### Dataset extract:
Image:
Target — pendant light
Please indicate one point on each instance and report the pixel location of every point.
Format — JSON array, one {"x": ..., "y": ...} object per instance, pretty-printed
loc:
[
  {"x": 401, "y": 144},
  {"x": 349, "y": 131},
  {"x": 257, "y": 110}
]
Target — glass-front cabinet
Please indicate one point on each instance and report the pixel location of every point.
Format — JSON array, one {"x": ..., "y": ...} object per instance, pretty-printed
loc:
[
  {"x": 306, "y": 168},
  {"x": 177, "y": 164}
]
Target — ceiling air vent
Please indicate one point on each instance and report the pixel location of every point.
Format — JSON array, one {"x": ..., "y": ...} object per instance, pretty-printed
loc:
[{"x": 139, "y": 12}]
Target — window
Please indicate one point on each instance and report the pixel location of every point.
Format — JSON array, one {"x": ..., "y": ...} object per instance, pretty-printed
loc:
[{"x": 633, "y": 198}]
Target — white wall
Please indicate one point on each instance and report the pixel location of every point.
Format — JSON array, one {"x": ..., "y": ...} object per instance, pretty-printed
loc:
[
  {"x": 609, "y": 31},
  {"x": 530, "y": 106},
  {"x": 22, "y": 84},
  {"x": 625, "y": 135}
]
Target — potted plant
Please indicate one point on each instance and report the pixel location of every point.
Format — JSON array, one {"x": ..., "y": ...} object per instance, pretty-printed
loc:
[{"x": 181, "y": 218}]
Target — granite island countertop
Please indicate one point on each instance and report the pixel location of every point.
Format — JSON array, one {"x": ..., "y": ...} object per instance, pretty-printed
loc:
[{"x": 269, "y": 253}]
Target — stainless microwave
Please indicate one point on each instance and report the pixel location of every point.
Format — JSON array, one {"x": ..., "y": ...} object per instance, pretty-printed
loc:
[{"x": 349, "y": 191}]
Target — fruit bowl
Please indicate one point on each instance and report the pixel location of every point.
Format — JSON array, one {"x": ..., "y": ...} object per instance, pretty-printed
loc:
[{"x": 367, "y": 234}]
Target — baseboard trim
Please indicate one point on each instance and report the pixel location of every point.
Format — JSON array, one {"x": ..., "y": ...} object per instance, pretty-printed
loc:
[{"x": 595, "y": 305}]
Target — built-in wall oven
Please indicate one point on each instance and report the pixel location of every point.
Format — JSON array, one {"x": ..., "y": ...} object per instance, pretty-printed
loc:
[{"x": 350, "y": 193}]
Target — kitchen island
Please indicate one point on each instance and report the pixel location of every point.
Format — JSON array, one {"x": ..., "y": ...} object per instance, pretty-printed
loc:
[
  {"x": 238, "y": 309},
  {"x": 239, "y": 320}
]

### Try it:
Without leaving anything out, output all of the data above exactly.

### Answer section:
Image:
Target — pendant light
Please indicate one point on each instance and report the pixel location of every point.
Format — JSON array, one {"x": ..., "y": ...} object per instance, pretty-printed
loc:
[
  {"x": 401, "y": 144},
  {"x": 349, "y": 131},
  {"x": 257, "y": 110}
]
Target — glass-front cabinet
Please indicate one point on each instance and report the pixel location of every point.
Format — JSON array, one {"x": ..., "y": ...} object per instance, pretty-printed
loc:
[
  {"x": 306, "y": 168},
  {"x": 177, "y": 164}
]
Target — ceiling air vent
Please indicate one point on each instance and report the pixel location of every point.
Format — JSON array, one {"x": ..., "y": ...} object per instance, pretty-printed
loc:
[{"x": 139, "y": 12}]
Target — window
Please indicate one point on each instance and report the pixel location of every point.
Format — JSON array, one {"x": ..., "y": ...} object per instance, pretty-printed
loc:
[{"x": 633, "y": 198}]
Target — white wall
Please indicate one point on each instance and report the pixel location of every point.
Format — JSON array, one {"x": ..., "y": ...} object per instance, pretty-printed
loc:
[
  {"x": 609, "y": 31},
  {"x": 530, "y": 106},
  {"x": 22, "y": 84},
  {"x": 625, "y": 135}
]
Target — potted plant
Please indicate one point on each instance and report the pixel location of every point.
Format — JSON array, one {"x": ..., "y": ...} object per instance, pretty-printed
loc:
[{"x": 181, "y": 218}]
Target — granite island countertop
Please indicate one point on each instance and report the pixel location of every point.
Format — JSON array, one {"x": ..., "y": ...} object per instance, pretty-printed
loc:
[{"x": 269, "y": 253}]
Target — stainless microwave
Please indicate one point on each instance and report the pixel location of every point.
Format — JSON array, one {"x": ..., "y": ...} object per instance, pretty-printed
loc:
[{"x": 349, "y": 191}]
Target — fruit bowl
Please indicate one point on each instance and report the pixel location of every point.
Format — JSON array, one {"x": ..., "y": ...} object per instance, pretty-printed
loc:
[{"x": 367, "y": 234}]
Target — baseboard trim
Please indicate one point on each instance and report the pixel location of every point.
Format — JSON array, one {"x": ..., "y": ...} object per instance, pretty-printed
loc:
[{"x": 595, "y": 305}]
Target — built-in wall oven
Please indicate one point on each instance and report the pixel location of every point.
Format — JSON array, one {"x": ..., "y": ...} object per instance, pretty-printed
loc:
[{"x": 350, "y": 193}]
Target — kitchen island
Please indicate one point on each instance and report the pixel location of every point.
Format — JSON array, one {"x": ..., "y": ...} object per instance, pretty-printed
loc:
[
  {"x": 238, "y": 309},
  {"x": 239, "y": 320}
]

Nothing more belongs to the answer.